Below is a set of records, and all of them should be retyped exactly, minus the pictures.

▶ [Referring expression data]
···

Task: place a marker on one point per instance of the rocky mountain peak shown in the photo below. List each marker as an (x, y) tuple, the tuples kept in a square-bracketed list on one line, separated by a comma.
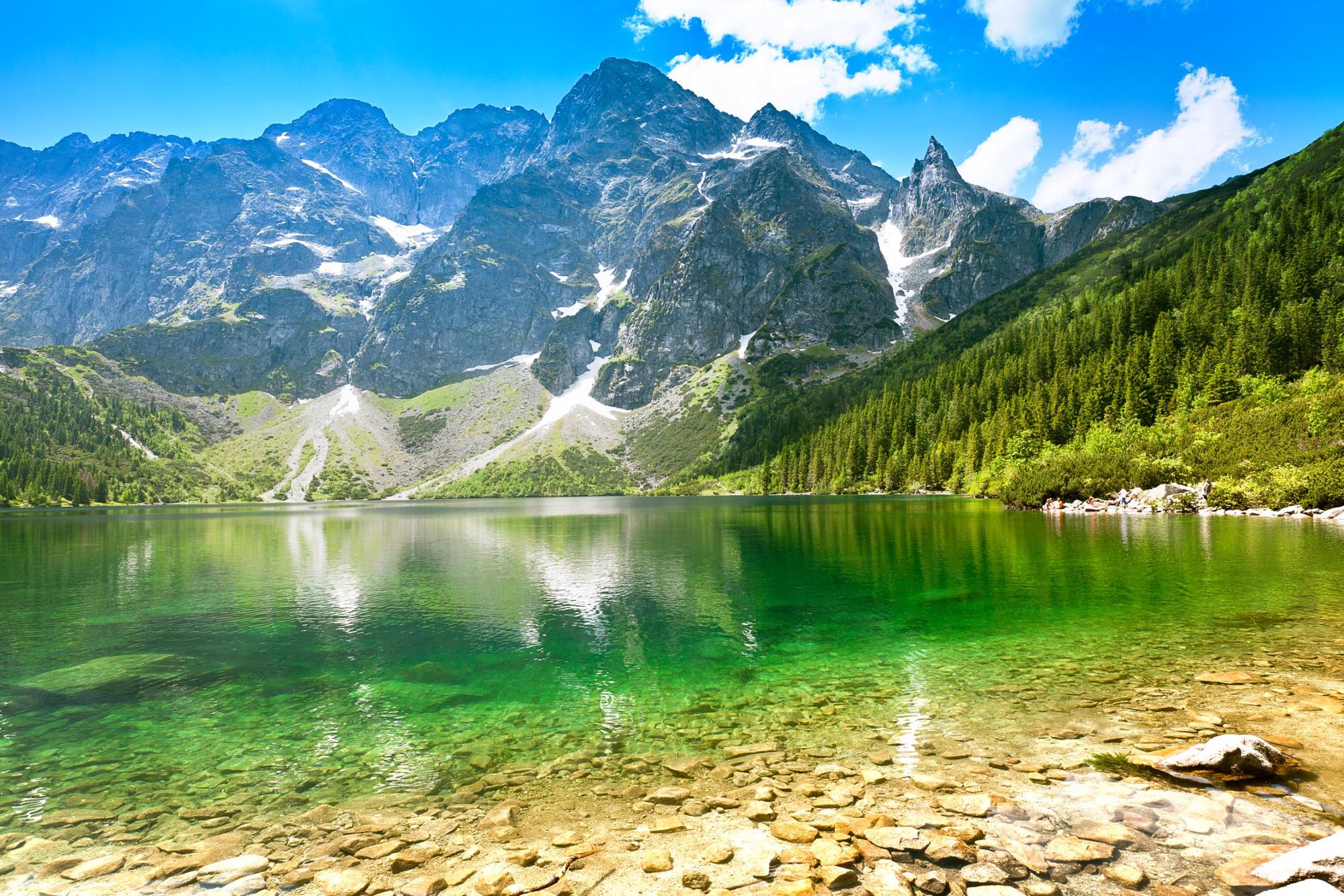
[(936, 165), (627, 103), (342, 115)]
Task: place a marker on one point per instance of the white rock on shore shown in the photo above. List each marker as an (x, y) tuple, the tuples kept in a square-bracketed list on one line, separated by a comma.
[(1230, 756), (1323, 860)]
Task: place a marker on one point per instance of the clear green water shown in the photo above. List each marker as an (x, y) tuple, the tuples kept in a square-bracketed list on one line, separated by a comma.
[(330, 652)]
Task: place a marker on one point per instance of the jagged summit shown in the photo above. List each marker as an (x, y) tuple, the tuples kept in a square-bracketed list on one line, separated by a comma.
[(624, 104), (936, 163)]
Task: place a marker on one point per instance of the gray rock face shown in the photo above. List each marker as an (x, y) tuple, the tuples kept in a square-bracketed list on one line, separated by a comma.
[(662, 216), (959, 244), (279, 341), (183, 247), (642, 226), (151, 229), (425, 178)]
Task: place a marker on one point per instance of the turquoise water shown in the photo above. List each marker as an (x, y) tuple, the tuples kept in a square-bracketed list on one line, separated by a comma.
[(314, 654)]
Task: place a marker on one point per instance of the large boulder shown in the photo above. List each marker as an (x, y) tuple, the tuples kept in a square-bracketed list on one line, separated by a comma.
[(115, 675), (1323, 860), (1230, 756), (1167, 491)]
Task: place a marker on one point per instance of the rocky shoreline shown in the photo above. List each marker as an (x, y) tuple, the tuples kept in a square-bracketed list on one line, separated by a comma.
[(1175, 498), (886, 812)]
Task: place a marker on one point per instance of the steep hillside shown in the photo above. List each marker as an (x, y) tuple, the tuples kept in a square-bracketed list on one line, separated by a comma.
[(642, 229), (1208, 343)]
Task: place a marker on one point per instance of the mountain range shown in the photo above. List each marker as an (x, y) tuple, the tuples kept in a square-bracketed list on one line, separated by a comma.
[(642, 263)]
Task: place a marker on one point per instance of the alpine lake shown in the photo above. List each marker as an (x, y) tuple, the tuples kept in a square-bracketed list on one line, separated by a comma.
[(178, 675)]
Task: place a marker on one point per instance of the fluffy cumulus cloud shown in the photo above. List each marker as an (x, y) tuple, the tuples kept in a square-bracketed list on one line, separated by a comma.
[(1209, 127), (1027, 29), (791, 53), (747, 83), (1005, 156)]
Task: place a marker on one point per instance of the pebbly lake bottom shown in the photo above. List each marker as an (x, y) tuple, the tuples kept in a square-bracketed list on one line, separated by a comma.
[(182, 676)]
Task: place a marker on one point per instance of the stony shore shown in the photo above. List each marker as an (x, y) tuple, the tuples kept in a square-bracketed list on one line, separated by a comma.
[(1185, 499), (886, 812)]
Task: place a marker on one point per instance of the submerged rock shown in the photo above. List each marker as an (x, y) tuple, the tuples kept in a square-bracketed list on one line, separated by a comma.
[(1232, 756), (419, 697), (108, 676)]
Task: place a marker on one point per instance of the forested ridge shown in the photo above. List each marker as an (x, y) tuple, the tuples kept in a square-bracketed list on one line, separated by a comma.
[(1209, 343), (62, 443)]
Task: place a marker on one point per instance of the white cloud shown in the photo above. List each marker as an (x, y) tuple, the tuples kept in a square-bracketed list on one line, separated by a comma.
[(802, 25), (912, 57), (1155, 166), (749, 81), (1027, 29), (791, 53), (1003, 158)]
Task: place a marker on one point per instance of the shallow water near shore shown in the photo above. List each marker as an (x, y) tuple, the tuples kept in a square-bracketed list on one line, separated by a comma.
[(284, 658)]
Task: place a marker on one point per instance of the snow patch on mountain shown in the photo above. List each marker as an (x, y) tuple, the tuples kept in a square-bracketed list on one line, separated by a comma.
[(526, 361), (346, 404), (569, 311), (339, 181), (744, 342), (745, 150), (607, 284), (889, 242), (411, 236)]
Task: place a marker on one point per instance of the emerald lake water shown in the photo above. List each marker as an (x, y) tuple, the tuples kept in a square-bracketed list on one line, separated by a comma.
[(279, 658)]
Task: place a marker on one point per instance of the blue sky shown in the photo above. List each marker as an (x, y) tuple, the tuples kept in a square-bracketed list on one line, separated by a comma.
[(1081, 96)]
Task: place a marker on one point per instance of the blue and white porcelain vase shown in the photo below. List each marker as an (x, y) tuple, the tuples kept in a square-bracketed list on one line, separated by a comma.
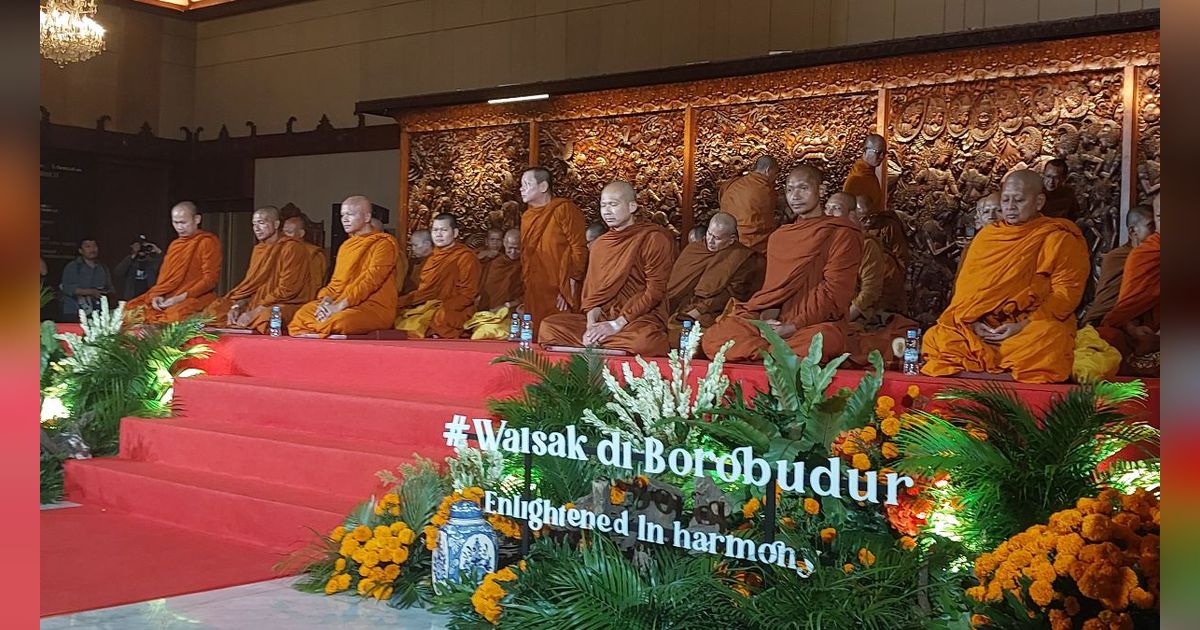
[(467, 546)]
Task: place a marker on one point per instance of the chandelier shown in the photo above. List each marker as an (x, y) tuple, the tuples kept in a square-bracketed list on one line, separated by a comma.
[(69, 33)]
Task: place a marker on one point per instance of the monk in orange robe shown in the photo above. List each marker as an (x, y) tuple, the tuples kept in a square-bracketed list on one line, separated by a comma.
[(361, 293), (1140, 225), (875, 311), (708, 274), (862, 180), (190, 271), (499, 285), (1014, 300), (750, 198), (451, 277), (1132, 325), (553, 249), (624, 294), (811, 268)]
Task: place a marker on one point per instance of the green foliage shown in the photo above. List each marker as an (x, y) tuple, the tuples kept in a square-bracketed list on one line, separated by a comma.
[(126, 373), (1027, 467), (564, 389)]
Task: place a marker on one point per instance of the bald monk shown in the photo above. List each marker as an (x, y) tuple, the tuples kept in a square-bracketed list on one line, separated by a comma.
[(1132, 325), (450, 276), (811, 268), (190, 270), (862, 180), (420, 244), (1014, 300), (1061, 201), (297, 227), (624, 297), (709, 273), (750, 198), (401, 261), (553, 250), (361, 293), (499, 283), (1140, 225), (875, 311)]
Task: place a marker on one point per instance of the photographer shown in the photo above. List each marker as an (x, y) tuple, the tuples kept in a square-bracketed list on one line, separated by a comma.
[(141, 268)]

···

▶ [RESULT OF THE EXERCISE]
Task: place a marker on one point per instance of the rocky mountain peak shown in the photo below. List each marker as an (x, y) tuple, the tuples kept in a square-bracketed list on one line, separated by a comma.
[(936, 165), (627, 103), (342, 115)]
Task: place a marker on one point per instance of the white rock on shore shown in the photo above. List each marker as an (x, y) tuple, the tuples kept in a square-bracketed list on one line, separated by a comma.
[(1230, 756), (1323, 860)]
Task: place a marker on one point per instance of the clear green water shown in the photo above. List each marker as an (x, y) tuple, the tuples kept in a square-bracketed list on one line, separated by a comma.
[(330, 652)]
Task: place a marker on one point per instance of the jagged summit shown in the photo above. List each marker as an (x, y) tuple, the tuples kept in a square-bracketed list on one line, separated by a comma.
[(624, 104), (936, 163)]
Task: place a marker on one point per instance of the gray rock face shown in the photo above. List each marker as an (x, y) tuple, the tuples kept in a square-bracketed list on one line, separated by a comma.
[(662, 216), (959, 244), (279, 341), (183, 247), (642, 226), (151, 229), (425, 178)]
Task: place a marker on one point per instance of the turquoise water shown in the photo above. List each marker as an (x, y) tuple, the tuples kept in a square-bracketed list on one line, separated by a comma.
[(314, 654)]
Task: place a marker on one point per instance of the large boulder shown in the photo above. List each marker as an (x, y) tuple, the tuples kept in a square-bracketed list on one line, separated by a comma.
[(115, 675), (1323, 860), (1230, 756), (1167, 491)]
Task: place a marker on one point per instance of the rocky shoreline shown in the photo above. List each marker as an (x, y) tuple, the tuples kept in a square-bracketed list on one line, separated by a comma.
[(1175, 498), (886, 812)]
Task: place a marker on one point per instance of the steep hillside shown in the photo above. List each marker as an (x, y) tuple, the tuples kept in a square-bracketed list on one line, separated by a comma.
[(642, 229), (1208, 343)]
Task: place a marker on one point per instance of the mountain range shown in the photo above. List each marker as an (x, y) tuple, the tuples kept in a square-bracketed list on one line, separated by a comma.
[(642, 263)]
Task: place a marker on one point per instance of the alpine lake shown in the photo above. List each marker as an (x, y) tuple, the tuples kept in a square-bracketed list on one line, separated by a comma.
[(178, 675)]
Task: place a marker on one point per instance of the fluffy cumulus cloud shown in the photo above. List each marker as an (x, y) tuple, the tuples kept in a square-bracketed list on one line, separated by a comma.
[(1209, 127), (1027, 29), (791, 53), (747, 83), (1005, 156)]
Task: place a marker on one point per instance of the pebbly lake bottom shown in the photo above. List each marker as an (x, y) tuple, the tuples kept in a square-bracketed list on one line, separated by a comma.
[(182, 676)]
Task: place a marker on one point per instance of the stony shore shown in the photo above. List each marker as an (x, y) tuple, the tuples kept in a square-bracketed list on one line, separated by a comma.
[(1185, 499), (886, 812)]
Task: place a marker on one point per instance of the submerged rock shown in the photo above. List each marker as an (x, y) tuple, the tuples kept in a square-bracketed list on one line, separated by a comma.
[(1232, 756), (419, 697), (108, 676)]
Task: place a marker on one point per instance of the forested ridge shown in the photo above. List each marker as an (x, y) tuple, the tuples kept in a square-bracketed list on one line, separated by a comma.
[(1209, 343), (62, 443)]
Task: place a marker on one point per instance of the white cloud shown in the photo above. List each marker as an (x, y) tuple, the tuples kept in a square-bracketed list on one line, separated by a comma.
[(802, 25), (912, 57), (1155, 166), (749, 81), (1027, 29), (791, 53), (1003, 158)]
Task: place a marker on one point per instance of the shallow water near shore shown in the photo above. List each marker as an (x, y) tuple, the tuples kept in a square-bracketed list on one line, separated by a comma.
[(284, 658)]
Task: place a marker on one point per instance of the snow patch on mountain shown in the photo above. List each marker as an (x, y) tuple, the tuples kept in a square-bracketed list on one line, separated by a comma.
[(526, 361), (346, 404), (569, 311), (339, 181), (744, 342), (745, 150), (607, 284), (889, 242), (411, 236)]
Task: place a marker on one point per instance of the emerald lake water shown in the photo above. List each marker as an (x, y) tuple, the tuples kept in a square-bracketed list on one line, separated by a comma.
[(279, 658)]
Task: place a marker on one point per instance of the blue sky shown in the photo above. List each marker as an (x, y) tuple, the tuples kept in a square-bracketed list on one line, separated by a comma.
[(1081, 96)]
Task: place a marker on one point per instance of the blue and white porcelain vase shown in the photo below. List each marker as an (x, y) tuple, the tuples kept in a square-bracketed list on one line, separated by a comma.
[(467, 546)]
Task: place a marker on one point per instance of the chandelier shown in the photo above. List each marker as an (x, y) tuple, the tuples kept in a square-bracketed list on one line, separated by a comma.
[(69, 33)]
Task: place a marker on one point per instance of the monk in orange robe shown in the photo above. List each marker as an (x, y) tuple, the tuples kept in a square-bracketed list on one line, separated by a comma.
[(361, 293), (1140, 225), (875, 311), (708, 274), (862, 180), (190, 271), (499, 285), (1014, 300), (750, 198), (451, 277), (1132, 325), (553, 249), (624, 294), (811, 268)]
Task: place a marker on one point per instance of the green foliage shown in the photo above. List each marker as an (x, y) tuple, the tuples kept in a square-bracketed list on one line, separated by a comma.
[(126, 373), (1027, 467), (564, 389)]
Task: place a marker on one point per instance of the bald monk shown in the photo above. List each marker as an (x, y) tuple, the tuples kept in a square-bracketed list on one line, separated by a comma.
[(1132, 325), (450, 276), (811, 268), (190, 270), (862, 180), (420, 244), (1014, 300), (1061, 201), (297, 227), (624, 297), (709, 273), (750, 198), (401, 261), (553, 250), (361, 293), (499, 283), (1140, 225), (875, 311)]
Task: place a marker on one point per instance of the photographer shown in the photo above. List each marker as an (x, y) tuple, the tuples kept in a square-bracketed list on one line, separated by a comma.
[(141, 268)]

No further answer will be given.